Picture shape labeling items:
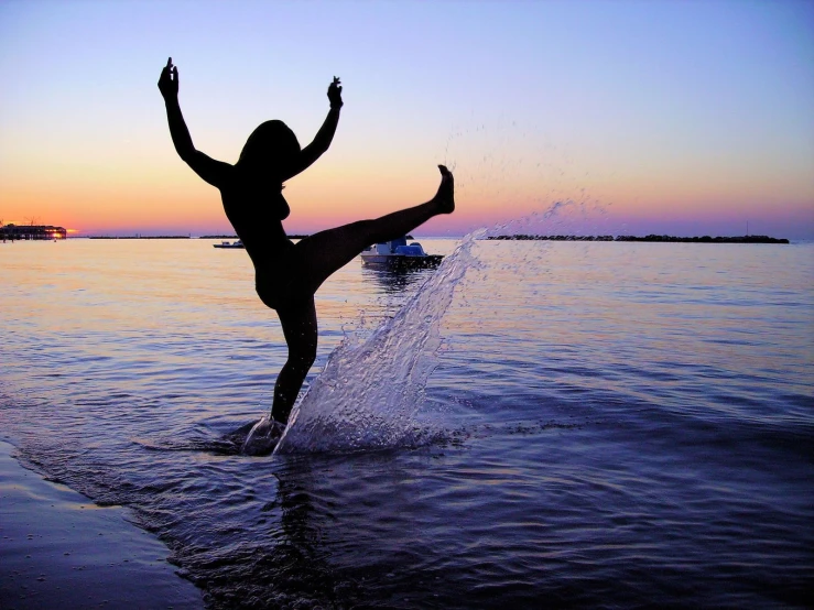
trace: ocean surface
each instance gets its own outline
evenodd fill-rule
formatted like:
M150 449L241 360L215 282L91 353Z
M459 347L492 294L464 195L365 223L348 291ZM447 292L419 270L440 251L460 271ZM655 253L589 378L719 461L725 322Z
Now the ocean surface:
M0 244L0 426L211 608L811 607L814 244L422 240L285 359L245 251Z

_PROBLEM_
Copy out every line above word for word, leaving the pictures out of your answer.

_THE COMPLETED TASK_
trace: ocean surface
each instance gets its own outline
evenodd fill-rule
formatted like:
M150 449L241 360L215 282L91 353Z
M459 347L492 294L464 195L365 223L348 291ZM447 292L419 270L440 251L460 271ZM655 253L589 378L719 461L725 322Z
Now the ocean surface:
M0 244L0 426L211 608L811 607L814 244L422 240L285 359L245 251Z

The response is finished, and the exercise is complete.